__RECORDS FOR THIS EXERCISE__:
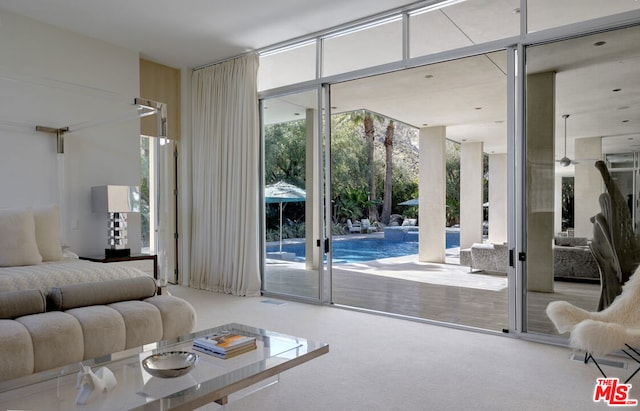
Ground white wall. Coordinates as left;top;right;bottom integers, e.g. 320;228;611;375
0;11;140;255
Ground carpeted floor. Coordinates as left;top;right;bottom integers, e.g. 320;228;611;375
169;286;640;411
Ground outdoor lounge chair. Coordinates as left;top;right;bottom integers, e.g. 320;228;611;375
347;218;362;234
360;218;378;234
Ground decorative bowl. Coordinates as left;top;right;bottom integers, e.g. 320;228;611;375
142;351;200;378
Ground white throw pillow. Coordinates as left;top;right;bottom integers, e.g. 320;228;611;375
33;205;62;261
0;208;42;267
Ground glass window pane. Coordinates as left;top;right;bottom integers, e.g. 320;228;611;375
409;0;520;57
527;0;640;32
258;41;316;91
526;27;640;335
262;90;323;299
322;17;402;76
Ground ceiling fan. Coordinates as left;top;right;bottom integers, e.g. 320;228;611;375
556;114;578;167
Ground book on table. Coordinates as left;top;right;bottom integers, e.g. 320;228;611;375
193;333;257;358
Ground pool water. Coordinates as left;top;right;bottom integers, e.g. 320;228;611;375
267;232;460;264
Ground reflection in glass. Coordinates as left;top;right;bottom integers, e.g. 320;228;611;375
526;25;640;334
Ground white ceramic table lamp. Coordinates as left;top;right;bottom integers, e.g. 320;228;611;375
91;185;140;257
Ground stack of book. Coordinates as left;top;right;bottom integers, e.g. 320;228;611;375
193;333;257;359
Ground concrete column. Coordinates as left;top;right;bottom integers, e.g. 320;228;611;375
460;142;484;249
304;109;324;270
526;72;555;292
489;153;508;244
418;127;446;263
569;137;604;238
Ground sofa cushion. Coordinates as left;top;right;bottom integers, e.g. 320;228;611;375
15;312;84;372
47;276;157;311
144;295;196;340
65;305;127;360
0;320;34;381
554;236;589;247
0;208;42;267
108;301;162;349
0;290;47;319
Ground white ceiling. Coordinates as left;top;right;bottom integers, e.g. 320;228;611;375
0;0;415;68
0;0;640;169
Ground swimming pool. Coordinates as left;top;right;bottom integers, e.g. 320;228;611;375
267;231;460;264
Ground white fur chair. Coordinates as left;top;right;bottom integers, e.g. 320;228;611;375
546;270;640;381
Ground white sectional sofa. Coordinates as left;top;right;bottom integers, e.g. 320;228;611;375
0;276;196;381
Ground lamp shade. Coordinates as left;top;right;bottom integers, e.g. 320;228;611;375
91;185;140;213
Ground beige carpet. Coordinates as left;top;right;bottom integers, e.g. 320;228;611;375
169;286;640;411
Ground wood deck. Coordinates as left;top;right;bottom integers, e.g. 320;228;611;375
265;256;600;334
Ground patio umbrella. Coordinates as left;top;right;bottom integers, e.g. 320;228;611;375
264;181;307;253
398;198;418;205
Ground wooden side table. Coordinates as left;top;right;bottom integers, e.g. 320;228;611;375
80;254;158;281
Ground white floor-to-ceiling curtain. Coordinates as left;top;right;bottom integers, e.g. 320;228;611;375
190;54;260;296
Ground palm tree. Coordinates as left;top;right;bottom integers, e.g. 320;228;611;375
344;110;386;221
381;120;395;224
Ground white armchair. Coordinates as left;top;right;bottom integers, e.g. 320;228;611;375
546;270;640;383
347;218;361;234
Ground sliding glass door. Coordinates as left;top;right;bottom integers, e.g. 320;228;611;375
261;89;330;302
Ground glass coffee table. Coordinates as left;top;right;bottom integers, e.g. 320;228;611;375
0;324;329;411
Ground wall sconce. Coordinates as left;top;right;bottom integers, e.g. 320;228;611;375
91;185;140;258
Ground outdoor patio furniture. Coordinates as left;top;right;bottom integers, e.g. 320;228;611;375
360;218;378;234
347;218;362;234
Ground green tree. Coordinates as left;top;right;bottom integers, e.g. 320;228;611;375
265;120;307;187
344;110;385;221
445;141;460;226
381;120;395;224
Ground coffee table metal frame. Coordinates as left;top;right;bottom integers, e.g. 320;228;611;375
0;323;329;411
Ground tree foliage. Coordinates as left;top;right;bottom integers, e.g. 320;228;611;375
265;110;460;239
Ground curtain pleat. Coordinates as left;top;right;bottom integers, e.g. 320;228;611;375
190;54;260;296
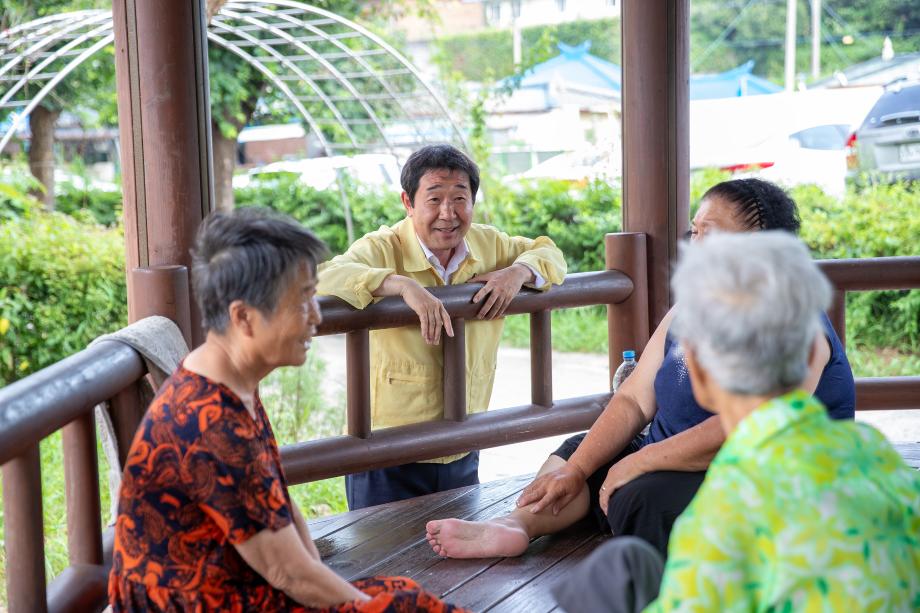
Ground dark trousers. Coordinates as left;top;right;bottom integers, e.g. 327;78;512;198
553;434;706;557
551;536;664;613
345;451;479;511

__WORK TO COMPLETE__: Edit the records from the line containing "Ground tree foliage." through the end of the records, replacing "dark trousers" with "black pants" and leaving everything else unchanged. Omit the pictures from your answer.

__ANSWER__:
Ground tree foliage. Coordinates as left;top;right;bottom integers, e.g. 320;228;611;375
265;110;460;239
Ground curtain pleat. Coordinates as left;top;right;bottom integers, e.g. 320;228;611;375
190;54;260;296
Ground black pants. Coordinates as left;top;right;bottom integers, e.g. 327;78;512;198
553;434;706;557
551;536;664;613
345;451;479;511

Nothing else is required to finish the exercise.